*Task brief*
Copy out each line of the data that includes the string "after".

*Records for the task*
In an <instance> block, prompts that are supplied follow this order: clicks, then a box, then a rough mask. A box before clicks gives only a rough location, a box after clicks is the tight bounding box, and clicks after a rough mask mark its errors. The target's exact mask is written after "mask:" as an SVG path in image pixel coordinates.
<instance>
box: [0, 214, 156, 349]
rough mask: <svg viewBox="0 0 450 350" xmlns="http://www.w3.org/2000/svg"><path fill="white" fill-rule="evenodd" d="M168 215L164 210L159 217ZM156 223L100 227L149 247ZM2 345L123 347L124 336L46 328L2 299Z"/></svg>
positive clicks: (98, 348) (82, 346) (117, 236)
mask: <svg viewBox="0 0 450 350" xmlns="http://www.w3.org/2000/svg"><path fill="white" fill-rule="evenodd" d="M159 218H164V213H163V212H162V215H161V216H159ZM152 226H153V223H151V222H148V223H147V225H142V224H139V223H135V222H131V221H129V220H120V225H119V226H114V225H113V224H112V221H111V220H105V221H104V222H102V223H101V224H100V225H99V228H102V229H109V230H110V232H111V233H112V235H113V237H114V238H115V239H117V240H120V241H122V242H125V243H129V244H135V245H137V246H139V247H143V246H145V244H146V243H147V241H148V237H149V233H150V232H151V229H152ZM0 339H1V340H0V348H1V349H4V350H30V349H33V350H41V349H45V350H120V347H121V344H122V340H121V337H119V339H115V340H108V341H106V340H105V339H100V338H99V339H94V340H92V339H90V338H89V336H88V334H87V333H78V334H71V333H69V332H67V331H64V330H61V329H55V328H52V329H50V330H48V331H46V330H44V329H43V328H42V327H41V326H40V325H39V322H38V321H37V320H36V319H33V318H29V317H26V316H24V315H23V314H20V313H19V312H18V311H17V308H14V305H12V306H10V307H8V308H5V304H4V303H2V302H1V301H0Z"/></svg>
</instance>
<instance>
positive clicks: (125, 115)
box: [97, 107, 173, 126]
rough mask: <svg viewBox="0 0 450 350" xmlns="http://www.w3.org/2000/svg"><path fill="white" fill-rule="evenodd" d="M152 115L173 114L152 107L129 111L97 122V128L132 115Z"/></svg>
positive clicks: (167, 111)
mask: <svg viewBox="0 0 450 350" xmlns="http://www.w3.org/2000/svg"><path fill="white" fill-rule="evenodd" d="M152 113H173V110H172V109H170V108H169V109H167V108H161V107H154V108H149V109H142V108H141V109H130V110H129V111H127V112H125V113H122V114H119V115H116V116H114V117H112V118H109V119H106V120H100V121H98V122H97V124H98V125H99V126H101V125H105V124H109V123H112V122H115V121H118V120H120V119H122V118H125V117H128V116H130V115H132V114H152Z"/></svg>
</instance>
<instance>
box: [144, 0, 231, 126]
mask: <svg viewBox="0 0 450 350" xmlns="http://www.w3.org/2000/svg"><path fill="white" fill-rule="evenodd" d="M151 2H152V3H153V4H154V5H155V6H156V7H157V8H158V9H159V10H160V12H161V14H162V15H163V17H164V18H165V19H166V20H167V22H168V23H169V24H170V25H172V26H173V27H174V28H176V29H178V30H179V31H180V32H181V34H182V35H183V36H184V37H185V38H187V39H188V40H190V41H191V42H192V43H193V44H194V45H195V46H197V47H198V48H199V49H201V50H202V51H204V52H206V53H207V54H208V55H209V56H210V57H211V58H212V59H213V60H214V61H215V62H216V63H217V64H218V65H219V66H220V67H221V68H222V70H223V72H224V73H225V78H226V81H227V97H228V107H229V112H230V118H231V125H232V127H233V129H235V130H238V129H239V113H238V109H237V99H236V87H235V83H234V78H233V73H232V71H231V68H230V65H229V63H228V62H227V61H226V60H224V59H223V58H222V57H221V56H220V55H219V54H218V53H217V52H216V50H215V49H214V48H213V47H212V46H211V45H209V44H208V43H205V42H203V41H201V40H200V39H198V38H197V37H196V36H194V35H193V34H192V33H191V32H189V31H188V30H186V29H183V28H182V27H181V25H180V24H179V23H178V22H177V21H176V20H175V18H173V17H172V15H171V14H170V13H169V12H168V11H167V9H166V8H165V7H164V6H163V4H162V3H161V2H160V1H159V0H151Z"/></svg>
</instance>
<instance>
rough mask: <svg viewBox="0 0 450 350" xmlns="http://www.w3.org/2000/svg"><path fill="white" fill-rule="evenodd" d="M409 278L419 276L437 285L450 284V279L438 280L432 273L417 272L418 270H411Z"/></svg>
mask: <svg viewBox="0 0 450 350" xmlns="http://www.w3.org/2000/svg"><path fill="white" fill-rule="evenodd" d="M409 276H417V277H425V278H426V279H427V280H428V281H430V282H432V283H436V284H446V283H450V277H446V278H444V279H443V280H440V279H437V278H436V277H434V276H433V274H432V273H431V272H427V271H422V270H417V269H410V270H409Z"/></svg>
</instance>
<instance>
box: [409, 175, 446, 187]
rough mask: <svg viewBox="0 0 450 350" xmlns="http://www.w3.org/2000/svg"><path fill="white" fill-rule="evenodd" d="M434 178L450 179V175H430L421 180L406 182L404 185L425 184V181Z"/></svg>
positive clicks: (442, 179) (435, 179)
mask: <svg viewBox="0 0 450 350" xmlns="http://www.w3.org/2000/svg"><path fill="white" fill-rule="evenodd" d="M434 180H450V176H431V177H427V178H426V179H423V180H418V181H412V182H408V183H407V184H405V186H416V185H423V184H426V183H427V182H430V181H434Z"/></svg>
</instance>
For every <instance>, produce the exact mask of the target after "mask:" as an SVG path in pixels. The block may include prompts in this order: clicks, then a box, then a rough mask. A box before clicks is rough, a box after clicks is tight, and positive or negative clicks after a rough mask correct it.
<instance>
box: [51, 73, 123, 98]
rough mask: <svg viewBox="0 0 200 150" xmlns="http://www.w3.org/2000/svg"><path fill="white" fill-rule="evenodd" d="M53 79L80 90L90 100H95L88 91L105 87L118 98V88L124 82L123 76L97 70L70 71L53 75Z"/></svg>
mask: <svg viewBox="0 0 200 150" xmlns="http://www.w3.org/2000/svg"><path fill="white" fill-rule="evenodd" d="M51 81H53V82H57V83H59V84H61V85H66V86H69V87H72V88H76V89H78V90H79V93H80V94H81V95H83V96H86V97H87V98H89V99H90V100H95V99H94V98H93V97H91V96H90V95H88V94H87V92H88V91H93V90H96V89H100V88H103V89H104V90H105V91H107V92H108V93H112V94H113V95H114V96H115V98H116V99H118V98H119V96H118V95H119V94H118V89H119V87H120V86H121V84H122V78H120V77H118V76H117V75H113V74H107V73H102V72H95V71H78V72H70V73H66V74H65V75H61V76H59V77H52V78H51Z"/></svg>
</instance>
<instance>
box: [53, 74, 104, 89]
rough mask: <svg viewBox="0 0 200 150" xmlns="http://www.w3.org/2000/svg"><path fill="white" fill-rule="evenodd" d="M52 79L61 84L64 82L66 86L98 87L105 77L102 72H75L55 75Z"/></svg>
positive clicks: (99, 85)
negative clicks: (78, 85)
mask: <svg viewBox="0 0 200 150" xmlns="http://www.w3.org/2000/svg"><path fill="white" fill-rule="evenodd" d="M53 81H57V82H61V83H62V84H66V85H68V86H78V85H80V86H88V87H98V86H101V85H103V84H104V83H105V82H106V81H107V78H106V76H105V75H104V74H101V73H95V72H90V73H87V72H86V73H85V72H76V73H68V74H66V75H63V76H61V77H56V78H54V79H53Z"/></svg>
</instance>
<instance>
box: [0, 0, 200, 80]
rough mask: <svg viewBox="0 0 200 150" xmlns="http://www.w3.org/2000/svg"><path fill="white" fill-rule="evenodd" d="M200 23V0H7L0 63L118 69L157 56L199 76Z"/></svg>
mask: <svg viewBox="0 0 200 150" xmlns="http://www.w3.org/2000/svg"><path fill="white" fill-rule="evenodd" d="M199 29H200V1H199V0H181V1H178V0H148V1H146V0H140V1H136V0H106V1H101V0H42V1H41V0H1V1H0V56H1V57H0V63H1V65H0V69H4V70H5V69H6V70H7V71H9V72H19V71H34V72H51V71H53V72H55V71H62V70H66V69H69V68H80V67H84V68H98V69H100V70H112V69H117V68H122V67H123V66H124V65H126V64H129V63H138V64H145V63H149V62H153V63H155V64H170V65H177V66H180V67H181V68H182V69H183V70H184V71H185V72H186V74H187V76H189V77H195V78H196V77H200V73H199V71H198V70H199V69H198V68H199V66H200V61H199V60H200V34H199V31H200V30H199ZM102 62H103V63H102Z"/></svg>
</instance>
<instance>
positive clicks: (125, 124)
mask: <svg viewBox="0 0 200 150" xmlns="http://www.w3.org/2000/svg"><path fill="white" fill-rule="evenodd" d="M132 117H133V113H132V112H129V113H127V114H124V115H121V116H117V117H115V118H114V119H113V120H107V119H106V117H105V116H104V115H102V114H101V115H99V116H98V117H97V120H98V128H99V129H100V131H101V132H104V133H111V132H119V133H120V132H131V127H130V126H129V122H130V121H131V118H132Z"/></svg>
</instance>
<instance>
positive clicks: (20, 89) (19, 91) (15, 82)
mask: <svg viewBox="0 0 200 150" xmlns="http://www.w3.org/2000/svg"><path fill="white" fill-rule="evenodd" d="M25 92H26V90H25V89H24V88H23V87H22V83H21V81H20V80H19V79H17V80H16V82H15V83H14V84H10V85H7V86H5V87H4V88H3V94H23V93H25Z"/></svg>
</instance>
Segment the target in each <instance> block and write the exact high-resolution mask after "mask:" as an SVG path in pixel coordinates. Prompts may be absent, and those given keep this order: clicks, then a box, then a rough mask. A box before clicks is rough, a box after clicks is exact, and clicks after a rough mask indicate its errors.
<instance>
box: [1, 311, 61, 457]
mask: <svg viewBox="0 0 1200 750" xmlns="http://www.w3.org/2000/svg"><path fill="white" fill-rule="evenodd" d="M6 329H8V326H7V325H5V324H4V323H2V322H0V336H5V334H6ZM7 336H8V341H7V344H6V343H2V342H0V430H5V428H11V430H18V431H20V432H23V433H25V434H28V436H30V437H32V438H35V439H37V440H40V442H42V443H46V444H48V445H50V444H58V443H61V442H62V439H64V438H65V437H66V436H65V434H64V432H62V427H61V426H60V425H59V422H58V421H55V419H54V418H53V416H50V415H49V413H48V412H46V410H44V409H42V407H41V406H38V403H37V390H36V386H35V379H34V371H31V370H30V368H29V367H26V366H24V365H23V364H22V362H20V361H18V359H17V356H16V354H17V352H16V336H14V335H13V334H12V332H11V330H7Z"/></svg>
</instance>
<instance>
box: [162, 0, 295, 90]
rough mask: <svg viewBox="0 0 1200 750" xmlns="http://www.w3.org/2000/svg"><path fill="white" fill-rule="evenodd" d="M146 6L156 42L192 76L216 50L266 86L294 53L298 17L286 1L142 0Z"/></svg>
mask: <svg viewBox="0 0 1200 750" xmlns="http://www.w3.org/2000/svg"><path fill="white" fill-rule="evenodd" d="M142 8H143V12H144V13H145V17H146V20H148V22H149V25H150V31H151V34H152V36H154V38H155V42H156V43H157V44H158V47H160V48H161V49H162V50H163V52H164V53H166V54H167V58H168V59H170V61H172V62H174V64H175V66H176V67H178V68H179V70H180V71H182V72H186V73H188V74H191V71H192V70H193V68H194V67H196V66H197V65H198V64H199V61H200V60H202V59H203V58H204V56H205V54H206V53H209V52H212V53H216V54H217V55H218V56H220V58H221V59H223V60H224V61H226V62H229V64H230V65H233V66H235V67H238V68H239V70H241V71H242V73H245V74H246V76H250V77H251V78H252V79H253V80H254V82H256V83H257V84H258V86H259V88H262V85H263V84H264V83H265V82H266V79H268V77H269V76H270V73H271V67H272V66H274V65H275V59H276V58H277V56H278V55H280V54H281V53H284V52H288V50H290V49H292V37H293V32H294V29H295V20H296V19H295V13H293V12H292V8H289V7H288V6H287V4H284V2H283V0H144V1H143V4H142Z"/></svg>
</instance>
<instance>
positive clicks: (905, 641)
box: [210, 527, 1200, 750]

*Answer for the task*
In an <instance> block, prompts that are supplied follow this order: clicks, then a box, then a rough mask. A box before clicks gives only a rough location, a box after clicks is the tight bounding box, and clicks after a rough mask mark its errors. The target's exact mask is written after "mask:" as an SVG path in image pixel coordinates.
For every <instance>, produce the exact mask of the target after "mask:" as an SVG path in pixels. The block may include prompts in this order: clicks, then a box, then a rough mask. A box before clicks is rough, a box after clicks is tight, and positive or negative clicks after a rough mask correct it.
Segment the target in each <instance> block and write the exact high-resolution mask after "mask:" as an SVG path in pixel coordinates. Prompts may be absent, and those given keep this order: clicks, then a box, then a rough mask. A box before clicks is rough, a box after clicks is exact, and clicks after a rough mask indicate its errors.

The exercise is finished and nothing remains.